* _What the exercise asks_
Output every record below exactly as it appears.

* _Supplied information_
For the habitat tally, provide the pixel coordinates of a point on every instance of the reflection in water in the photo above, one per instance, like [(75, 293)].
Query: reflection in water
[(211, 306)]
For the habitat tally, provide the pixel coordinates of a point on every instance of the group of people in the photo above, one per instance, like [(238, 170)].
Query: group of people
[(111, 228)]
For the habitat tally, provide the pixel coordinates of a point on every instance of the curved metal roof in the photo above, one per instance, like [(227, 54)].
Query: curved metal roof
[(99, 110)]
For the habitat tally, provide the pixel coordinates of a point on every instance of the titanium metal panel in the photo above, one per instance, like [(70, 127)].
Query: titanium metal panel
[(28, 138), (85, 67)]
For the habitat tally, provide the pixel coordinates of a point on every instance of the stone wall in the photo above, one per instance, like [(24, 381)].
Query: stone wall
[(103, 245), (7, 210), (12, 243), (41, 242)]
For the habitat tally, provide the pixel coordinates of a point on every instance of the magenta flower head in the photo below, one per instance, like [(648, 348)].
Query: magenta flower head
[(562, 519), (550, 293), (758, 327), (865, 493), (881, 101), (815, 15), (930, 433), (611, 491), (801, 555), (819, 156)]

* _Reply to the task_
For the habitat tally, provide the pixel coordinates of a point on every instance of the reflection in water in the photo above, one per instance, like [(75, 293)].
Query: reflection in water
[(211, 306)]
For the habitat tally, provide the pixel coordinates of a point on every instance of the group of people in the photo above, one per instance, like [(238, 170)].
Query: group of people
[(111, 228)]
For the habitat tally, provide the pixel coordinates of a point on every instance of the curved metal roof in the photo above, one per instance, like [(227, 54)].
Query: curved metal roof
[(99, 110)]
For the habitat tally, provide the pixel coordinates of a point on every instance of the titanium metal panel in the photo above, one per instance, like [(70, 127)].
Query: titanium metal panel
[(28, 138), (85, 67)]
For the habitat tally, provide the pixel coordinates of a point on every instance of the stone wall in the photo above, one per instance, like [(24, 381)].
Query: stone wall
[(103, 245), (7, 210), (12, 243), (41, 242)]
For the habitat tally, provide the pixel coordinates of a point on every instance of the magenta flower head in the photo below, one per instance, like [(648, 348)].
Query: magenta flower head
[(562, 519), (550, 293), (758, 327), (865, 493), (881, 101), (815, 15), (930, 433), (611, 491), (801, 555), (819, 156)]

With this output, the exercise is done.